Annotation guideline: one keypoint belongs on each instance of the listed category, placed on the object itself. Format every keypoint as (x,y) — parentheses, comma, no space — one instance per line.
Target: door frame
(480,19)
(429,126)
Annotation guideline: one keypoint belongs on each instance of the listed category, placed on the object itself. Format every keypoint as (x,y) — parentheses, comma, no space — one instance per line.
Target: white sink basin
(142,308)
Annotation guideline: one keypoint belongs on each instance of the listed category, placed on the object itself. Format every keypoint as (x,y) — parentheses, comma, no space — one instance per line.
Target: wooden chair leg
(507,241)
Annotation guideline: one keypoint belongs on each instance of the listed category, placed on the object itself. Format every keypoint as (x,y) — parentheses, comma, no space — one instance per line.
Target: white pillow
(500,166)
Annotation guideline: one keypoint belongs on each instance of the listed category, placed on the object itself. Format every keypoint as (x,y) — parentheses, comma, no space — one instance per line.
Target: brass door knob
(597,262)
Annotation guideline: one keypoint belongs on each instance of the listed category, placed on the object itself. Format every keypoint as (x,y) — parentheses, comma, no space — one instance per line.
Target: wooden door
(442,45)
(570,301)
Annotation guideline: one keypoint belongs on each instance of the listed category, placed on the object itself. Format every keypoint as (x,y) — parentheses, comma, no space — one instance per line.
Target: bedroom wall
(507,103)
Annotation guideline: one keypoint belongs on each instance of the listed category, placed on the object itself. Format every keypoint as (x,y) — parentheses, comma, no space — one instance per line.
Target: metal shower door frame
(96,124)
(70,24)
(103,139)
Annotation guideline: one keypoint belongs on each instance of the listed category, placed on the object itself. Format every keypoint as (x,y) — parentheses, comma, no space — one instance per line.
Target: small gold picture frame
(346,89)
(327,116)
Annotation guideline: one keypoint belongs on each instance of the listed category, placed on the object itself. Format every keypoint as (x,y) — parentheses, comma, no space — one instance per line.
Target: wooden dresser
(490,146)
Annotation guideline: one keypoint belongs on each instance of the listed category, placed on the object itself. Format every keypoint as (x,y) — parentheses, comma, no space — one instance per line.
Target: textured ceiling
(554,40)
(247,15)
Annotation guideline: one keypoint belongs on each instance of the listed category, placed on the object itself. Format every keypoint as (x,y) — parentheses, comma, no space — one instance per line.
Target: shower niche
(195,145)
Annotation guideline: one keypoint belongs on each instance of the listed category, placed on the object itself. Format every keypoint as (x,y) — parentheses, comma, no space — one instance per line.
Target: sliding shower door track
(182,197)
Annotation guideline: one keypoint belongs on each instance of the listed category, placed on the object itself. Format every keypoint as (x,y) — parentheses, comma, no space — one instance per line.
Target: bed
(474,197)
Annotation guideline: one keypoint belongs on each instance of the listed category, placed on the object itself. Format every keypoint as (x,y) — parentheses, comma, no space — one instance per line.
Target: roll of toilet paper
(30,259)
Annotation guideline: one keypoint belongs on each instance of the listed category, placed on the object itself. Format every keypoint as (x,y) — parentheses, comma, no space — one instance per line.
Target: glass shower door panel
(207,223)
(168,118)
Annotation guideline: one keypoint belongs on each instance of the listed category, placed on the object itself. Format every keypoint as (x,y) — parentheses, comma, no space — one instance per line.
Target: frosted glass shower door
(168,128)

#### [Goal]
Return the whole listing exactly.

#### [Response]
Annotation guideline: one keypoint belongs on each instance of the listed category, placed on the object itself. Format every keypoint as (x,y) — parentheses, comma, no space — one instance per line.
Target: door frame
(480,19)
(429,126)
Annotation guideline: one keypoint belongs on each instance of the listed category, placed on the object itself. Format every keypoint as (x,y) — parentheses, comma, no space — one instance per line.
Target: white sink basin
(142,308)
Annotation guideline: one keypoint belongs on each instance of the listed category, placed on the object itself. Format every keypoint as (x,y) — parentheses, comma, no space — one instance per line.
Target: wooden chair leg
(507,241)
Annotation guideline: one keypoint belongs on each instance of the listed category, placed on the object itself. Format every keypoint as (x,y) — parentheses, comma, no space — one instance per line.
Target: white pillow
(500,166)
Annotation guideline: one keypoint belongs on each instance of the listed category, placed on the object itself. Format every keypoint as (x,y) — parentheses, comma, no space — one instance per line.
Target: brass door knob
(597,262)
Annotation guideline: one keypoint belongs on each instance of the listed category, placed on the object itself. Format every keypoint as (x,y) — parentheses, comma, no space — one instance per line.
Target: wooden door
(442,45)
(570,301)
Annotation guideline: one keypoint belongs on each instance of the listed category, placed on the object itself. Format every keypoint as (x,y) — parentheses, comma, no space — one instance per line.
Target: bedroom wall
(507,103)
Annotation guideline: one keypoint belongs on each instance of the listed category, placed on the object itself. Format every keypoint as (x,y) — parentheses, comma, no space — one instance per line.
Target: metal shower door frame
(96,124)
(70,24)
(103,139)
Annotation guideline: one keypoint belongs on each instance of the listed category, placed on the object itself. Format every keypoint as (x,y) — parentheses, comma, no space — one instance per line.
Target: small gold picture frame
(346,89)
(327,116)
Annotation guideline: one keypoint belongs on each instance of the listed category, placed on the object itself. Format every keypoint as (x,y) — parentheses, comma, no space — one instance per line.
Target: wooden dresser
(490,146)
Annotation guideline: one keypoint belongs on each instance of the listed category, placed on the object itself. Format every keypoint as (x,y) — parentheses, comma, no space — one instance per line.
Target: textured ceiling
(554,40)
(247,15)
Annotation guideline: one keypoint belongs on each instance of the listed category, placed on the object itself. Format every keypoint as (x,y) — parentheses, comma, no space — one instance per line.
Target: shower niche
(195,145)
Annotation guideline: one keypoint belongs on each instance of the listed category, placed on the object itself. Format every keypoint as (x,y) — parentheses, comma, no space — one instance per line.
Target: sliding shower door track
(182,197)
Annotation guideline: one keypoint belongs on each instance of the listed category, placed on the object itself. Format every keypoint as (x,y) — parentheses, comma, no space — one instance per line.
Target: bed
(474,197)
Annotation guideline: one keypoint belongs on each instance of the listed category, placed on the object itself. Format every keypoint as (x,y) — parentheses, comma, no space — one instance per line.
Target: roll of toilet paper
(30,259)
Annotation guideline: one keypoint belongs on each instance of the listed category, placed on the object itself. Format every keypoint as (x,y) — parentheses, comma, no space — one instance per line.
Target: glass shower door panel
(207,223)
(168,118)
Annotation guideline: one keypoint belongs on each instance of the listed category, placed on the object itself. Format every keypoint as (x,y) — parentheses, comma, no space — one instance per line.
Target: frosted glass shower door
(168,128)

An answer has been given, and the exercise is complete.